§ **Problem statement**
Each record beneath this line is to be copied exactly.
____
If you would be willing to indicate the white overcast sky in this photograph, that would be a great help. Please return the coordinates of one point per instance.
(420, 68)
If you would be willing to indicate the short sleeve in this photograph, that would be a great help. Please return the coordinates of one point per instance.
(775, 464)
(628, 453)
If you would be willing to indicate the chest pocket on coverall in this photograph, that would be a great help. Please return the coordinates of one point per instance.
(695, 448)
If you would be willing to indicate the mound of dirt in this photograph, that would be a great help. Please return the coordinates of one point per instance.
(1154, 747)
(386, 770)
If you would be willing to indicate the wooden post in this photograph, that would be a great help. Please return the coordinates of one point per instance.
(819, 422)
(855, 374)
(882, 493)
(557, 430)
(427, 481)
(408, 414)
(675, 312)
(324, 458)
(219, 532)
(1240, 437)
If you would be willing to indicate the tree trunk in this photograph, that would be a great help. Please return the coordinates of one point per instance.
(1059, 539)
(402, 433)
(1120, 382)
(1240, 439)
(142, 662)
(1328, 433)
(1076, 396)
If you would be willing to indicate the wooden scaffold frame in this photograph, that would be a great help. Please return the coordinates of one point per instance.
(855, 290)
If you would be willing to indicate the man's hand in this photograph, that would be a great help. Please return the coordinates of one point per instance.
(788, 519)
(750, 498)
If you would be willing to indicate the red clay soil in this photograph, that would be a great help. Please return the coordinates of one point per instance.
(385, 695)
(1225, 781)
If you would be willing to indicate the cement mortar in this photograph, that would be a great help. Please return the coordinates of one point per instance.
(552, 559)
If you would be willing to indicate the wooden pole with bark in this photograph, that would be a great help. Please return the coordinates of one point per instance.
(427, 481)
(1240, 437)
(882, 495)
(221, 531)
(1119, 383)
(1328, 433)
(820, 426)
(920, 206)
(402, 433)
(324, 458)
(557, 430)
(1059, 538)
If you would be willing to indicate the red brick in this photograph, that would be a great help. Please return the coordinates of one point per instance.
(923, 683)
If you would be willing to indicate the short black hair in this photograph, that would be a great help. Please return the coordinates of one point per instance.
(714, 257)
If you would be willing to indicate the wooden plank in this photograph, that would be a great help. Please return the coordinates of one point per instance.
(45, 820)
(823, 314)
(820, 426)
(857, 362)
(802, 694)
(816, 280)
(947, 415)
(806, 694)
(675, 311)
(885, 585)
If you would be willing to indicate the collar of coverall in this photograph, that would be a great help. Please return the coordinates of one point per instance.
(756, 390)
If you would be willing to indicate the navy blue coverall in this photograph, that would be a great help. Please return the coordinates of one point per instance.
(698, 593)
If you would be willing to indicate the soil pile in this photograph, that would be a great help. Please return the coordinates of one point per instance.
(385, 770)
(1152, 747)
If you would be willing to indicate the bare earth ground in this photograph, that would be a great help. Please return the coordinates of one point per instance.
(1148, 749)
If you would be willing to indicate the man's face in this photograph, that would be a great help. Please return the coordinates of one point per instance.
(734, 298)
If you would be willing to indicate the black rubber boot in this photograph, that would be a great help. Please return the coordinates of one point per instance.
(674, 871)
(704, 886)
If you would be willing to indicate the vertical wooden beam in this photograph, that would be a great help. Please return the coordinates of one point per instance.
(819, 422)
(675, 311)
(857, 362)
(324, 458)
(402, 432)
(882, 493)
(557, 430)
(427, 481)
____
§ **Exercise solution**
If you would be willing to indicate the white overcast sky in this photograph, that would be a great help. Please return the coordinates of one point per instance.
(420, 68)
If you would be willing to indicate the short sleeve in this photograph, that would be a great help. Please return the coordinates of one point per instance.
(775, 464)
(628, 453)
If you would be willing to indicate the chest pocket on coverall in this photograph, that would be a great help. Please return the coordinates of one point per instance.
(695, 448)
If you would be willing to indicate the mound of dirt in this photograph, that would be a great help. Please return the coordinates of one point per instance.
(1154, 747)
(386, 770)
If you would be willing to indicate the wooden post in this photograph, that would be a great help. Please return the coordinates of one point per instance.
(819, 422)
(855, 374)
(882, 493)
(557, 430)
(427, 481)
(408, 414)
(675, 312)
(324, 458)
(219, 532)
(1240, 437)
If you would be willing to indicate the tree trunk in this photograph, that would be a great help. Please return the coordinates of one point per instance.
(1059, 539)
(402, 433)
(1120, 382)
(1240, 439)
(142, 662)
(1328, 433)
(1076, 396)
If you would be willing to indicate the wooden scaffold frame in this photograph, that would be a great help. Please return the coordinates of one point per instance.
(855, 290)
If you would be willing to indicate the man's hand in this photograph, that would be a great help. Please return the coordinates of one point per instance.
(788, 519)
(750, 498)
If you would be willing to indicate the red clay soil in this photograph, that would be a great help. Please return the coordinates of one point per instance.
(385, 695)
(1225, 781)
If you would be willing to indicate the cement mortar in this photograph, that would be a great help. Please return the coordinates of one point per instance.
(552, 559)
If you would be willing to indicate the wooden pole with bark in this photograph, that would be a great help. Please return the coordinates of one point per instance.
(427, 481)
(1240, 437)
(882, 495)
(221, 531)
(1119, 383)
(1328, 433)
(820, 426)
(920, 206)
(402, 433)
(324, 458)
(557, 430)
(1059, 538)
If you would be willing to indicate the red brick in this photograph, that would be a great help. Please return the coordinates of one point per instance.
(923, 683)
If you would be willing to indicate the short black hair in this photograph, that would be a great help. Please return the coordinates of one point per instance.
(714, 257)
If you would be willing to indicate the wooden plank in this photograph, that would be a great help. Please return the coordinates of one point per instance.
(45, 820)
(823, 314)
(820, 426)
(857, 362)
(802, 694)
(816, 280)
(947, 415)
(806, 694)
(675, 311)
(885, 585)
If you would be willing to indicate the collar of coverall in this photograph, that would be a great help. Please return the coordinates of one point per instance.
(756, 390)
If you would be willing to indicate the navy blue coverall in this photograph, that would be a great help. Please return the coordinates of one point per instance.
(698, 593)
If you would be willing to indicate the soil pile in this photograph, that would be a great help. Please return the coordinates of one point per instance.
(385, 770)
(1152, 747)
If you would be willing to indicate the bare earth ground in this photograph, that would be a great help. Please return the coordinates of one point per instance.
(1148, 749)
If you would be willing to indicate the man's face in this photograph, that would be a great help. Please return the coordinates of one point per instance.
(734, 298)
If you would be willing to indicate the black rubber boot in this photograph, that would be a great help. Please return the coordinates of one point per instance.
(674, 871)
(704, 886)
If you would be willing to indicate the vertical wooden beam in this photograph, that would be a great help. Please return the coordinates of one point per instance.
(819, 422)
(675, 311)
(857, 362)
(324, 458)
(402, 432)
(882, 493)
(557, 430)
(427, 481)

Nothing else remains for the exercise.